- [SET EXERCISE]: Reproduce every one of the items below verbatim, line for line.

Rows of a segmentation dataset:

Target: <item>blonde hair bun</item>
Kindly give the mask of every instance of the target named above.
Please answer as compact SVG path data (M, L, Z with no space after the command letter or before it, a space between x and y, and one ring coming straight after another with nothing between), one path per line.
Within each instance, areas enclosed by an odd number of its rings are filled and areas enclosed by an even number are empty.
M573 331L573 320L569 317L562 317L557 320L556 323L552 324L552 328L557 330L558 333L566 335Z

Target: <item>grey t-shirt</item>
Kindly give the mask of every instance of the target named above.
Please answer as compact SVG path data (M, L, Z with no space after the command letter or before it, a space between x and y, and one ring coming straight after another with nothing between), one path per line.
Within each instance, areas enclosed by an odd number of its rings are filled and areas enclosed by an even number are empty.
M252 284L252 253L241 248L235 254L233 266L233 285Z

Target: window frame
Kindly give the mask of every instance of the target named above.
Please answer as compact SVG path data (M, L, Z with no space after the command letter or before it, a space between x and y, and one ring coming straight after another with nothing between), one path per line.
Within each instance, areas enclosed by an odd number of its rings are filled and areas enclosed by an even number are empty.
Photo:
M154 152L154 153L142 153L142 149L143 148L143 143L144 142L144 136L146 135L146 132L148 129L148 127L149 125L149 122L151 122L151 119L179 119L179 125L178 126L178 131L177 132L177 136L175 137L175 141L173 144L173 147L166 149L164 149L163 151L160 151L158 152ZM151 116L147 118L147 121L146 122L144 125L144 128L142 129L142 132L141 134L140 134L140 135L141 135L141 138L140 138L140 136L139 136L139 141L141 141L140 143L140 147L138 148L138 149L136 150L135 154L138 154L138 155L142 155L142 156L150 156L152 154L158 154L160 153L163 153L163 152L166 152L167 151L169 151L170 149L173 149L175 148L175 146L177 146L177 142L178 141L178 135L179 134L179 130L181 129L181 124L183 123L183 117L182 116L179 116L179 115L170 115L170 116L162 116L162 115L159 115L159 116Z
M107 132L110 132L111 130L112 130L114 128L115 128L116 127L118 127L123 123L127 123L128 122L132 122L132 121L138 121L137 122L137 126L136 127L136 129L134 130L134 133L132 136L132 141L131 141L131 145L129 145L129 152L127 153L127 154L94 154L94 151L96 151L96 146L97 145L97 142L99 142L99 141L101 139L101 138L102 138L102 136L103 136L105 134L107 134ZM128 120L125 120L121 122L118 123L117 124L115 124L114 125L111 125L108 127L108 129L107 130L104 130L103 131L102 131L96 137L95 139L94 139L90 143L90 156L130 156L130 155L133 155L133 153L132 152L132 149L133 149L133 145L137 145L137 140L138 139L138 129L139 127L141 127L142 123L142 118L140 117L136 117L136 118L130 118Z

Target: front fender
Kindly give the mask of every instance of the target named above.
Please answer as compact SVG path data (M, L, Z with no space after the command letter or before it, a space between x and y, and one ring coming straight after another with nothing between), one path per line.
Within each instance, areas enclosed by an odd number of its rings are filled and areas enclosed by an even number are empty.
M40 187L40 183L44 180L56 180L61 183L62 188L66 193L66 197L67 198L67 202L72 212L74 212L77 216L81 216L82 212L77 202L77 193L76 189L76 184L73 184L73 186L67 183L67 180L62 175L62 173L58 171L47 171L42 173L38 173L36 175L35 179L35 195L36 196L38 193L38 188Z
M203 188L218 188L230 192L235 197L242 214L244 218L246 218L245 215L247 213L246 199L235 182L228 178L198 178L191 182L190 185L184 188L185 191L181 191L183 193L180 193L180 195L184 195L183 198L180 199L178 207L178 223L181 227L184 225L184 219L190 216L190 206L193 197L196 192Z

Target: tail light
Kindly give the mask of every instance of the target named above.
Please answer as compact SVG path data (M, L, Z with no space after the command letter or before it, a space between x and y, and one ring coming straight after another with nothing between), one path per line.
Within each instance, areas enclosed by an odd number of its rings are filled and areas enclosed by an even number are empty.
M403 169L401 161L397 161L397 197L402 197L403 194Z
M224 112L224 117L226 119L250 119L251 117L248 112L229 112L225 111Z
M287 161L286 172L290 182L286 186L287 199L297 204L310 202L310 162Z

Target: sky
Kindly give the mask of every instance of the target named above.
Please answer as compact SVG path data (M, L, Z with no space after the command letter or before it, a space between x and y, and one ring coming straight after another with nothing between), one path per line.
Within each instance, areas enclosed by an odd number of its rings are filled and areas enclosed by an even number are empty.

- [SOLUTION FOR THIS PROBLEM]:
Target: <item>blonde hair bun</item>
Kindly give the mask of every instance of the target named above.
Please answer as compact SVG path data (M, L, Z with no space after the command letter or before it, a space between x and y, and one ring coming straight after another with nothing between), one path per line.
Within each instance, areas enclosed by an odd number of its rings are filled and areas enclosed by an even number are empty.
M573 331L573 320L569 317L562 317L557 320L556 323L552 324L552 328L557 330L558 333L566 335Z

Target: <item>grey t-shirt</item>
Kindly give the mask of every instance of the target named above.
Please answer as compact SVG path data (M, L, Z with no space after the command letter or before it, a space between x and y, and one ring coming straight after another with nothing between), one path per line.
Within each instance, areas enclosed by an odd number of its rings are filled and areas enclosed by an even number are empty.
M252 284L252 253L241 248L235 254L233 266L233 285Z

Target: window frame
Kindly give the mask of every instance of the target named above.
Please answer as compact SVG path data (M, L, Z with no space after the command letter or before it, a space between x and y, and one ring coming straight after another with nothing between), one path per line.
Within each instance, areas enclosed by an odd number of its rings are filled and areas enclosed by an even number are empty.
Photo:
M154 152L154 153L142 153L142 149L143 148L143 143L144 142L144 136L146 135L146 132L148 129L148 127L149 125L149 122L151 122L151 119L179 119L179 125L178 126L178 131L177 132L177 136L175 137L175 141L173 144L173 147L166 149L164 149L163 151L160 151L158 152ZM151 116L147 118L147 121L146 122L144 125L144 128L142 129L142 132L141 134L140 134L140 135L141 135L141 138L140 138L140 136L139 136L139 141L141 141L140 143L140 147L138 148L138 149L136 150L135 154L138 154L138 155L142 155L142 156L150 156L152 154L158 154L160 153L163 153L163 152L166 152L167 151L169 151L170 149L173 149L175 148L175 146L177 146L177 142L178 141L178 135L179 134L179 130L181 129L181 124L183 123L183 117L182 116L179 116L179 115L170 115L170 116L162 116L162 115L159 115L159 116Z
M107 132L110 132L111 130L112 130L114 128L115 128L116 127L118 127L123 123L127 123L128 122L132 122L132 121L138 121L137 122L137 126L136 127L136 129L134 130L134 133L132 136L132 141L131 141L131 145L129 145L129 152L127 153L127 154L94 154L94 151L96 151L96 146L97 145L97 142L99 142L99 141L101 139L101 138L102 138L102 136L103 136L105 134L107 134ZM128 120L125 120L121 122L118 123L117 124L115 124L114 125L111 125L108 127L108 129L107 130L104 130L103 131L102 131L96 137L95 139L94 139L90 143L90 156L130 156L130 155L133 155L133 153L132 152L132 149L133 149L133 145L137 145L137 140L138 139L138 129L139 127L141 127L142 123L142 118L140 117L136 117L136 118L130 118Z

Target: front fender
Kindly give the mask of every instance of the target named above.
Please answer as compact SVG path data (M, L, Z with no space after the command letter or before it, a space between x and y, and one ring coming straight after another with nothing between), one path per line.
Within each instance, areas enclosed by an odd number of its rings are filled and areas enclosed by an even number are empty.
M40 187L40 183L44 180L56 180L61 183L62 188L66 193L66 197L67 198L67 202L72 212L74 212L77 216L81 216L82 212L77 202L77 193L76 189L76 184L73 184L73 186L67 183L67 180L62 175L62 173L58 171L47 171L42 173L38 173L36 175L35 179L35 195L36 196L38 193L38 188Z
M203 188L218 188L230 192L235 197L242 214L244 218L246 218L245 215L247 213L246 199L235 182L228 178L198 178L191 182L190 185L184 188L185 191L181 191L183 193L180 193L180 195L184 195L183 198L180 199L178 207L178 223L181 227L184 225L184 219L190 216L190 206L193 197L196 192Z

Target: tail light
Kindly give the mask of every instance of the target named above.
Please answer as compact SVG path data (M, L, Z with no space after the command letter or before it, a space between x and y, and one ring coming straight after another with nothing between), one path per line.
Within each instance, areas enclosed by an odd number of its rings are filled and areas enclosed by an even number are empty.
M403 169L401 161L397 161L397 197L402 197L403 194Z
M224 112L224 117L226 119L250 119L251 117L248 112L229 112L225 111Z
M287 161L286 172L290 182L286 186L287 199L297 204L310 202L310 162Z

Target: sky
Kindly give the mask of every instance of the target named above.
Please answer as compact SVG path data (M, L, Z with no space after the command letter or before it, a space between x and y, and one ring coming straight after another with nothing between), one path per line.
Within each instance, areas enclosed by an odd number of its rings are filled and areas enclosed by an even number are empty.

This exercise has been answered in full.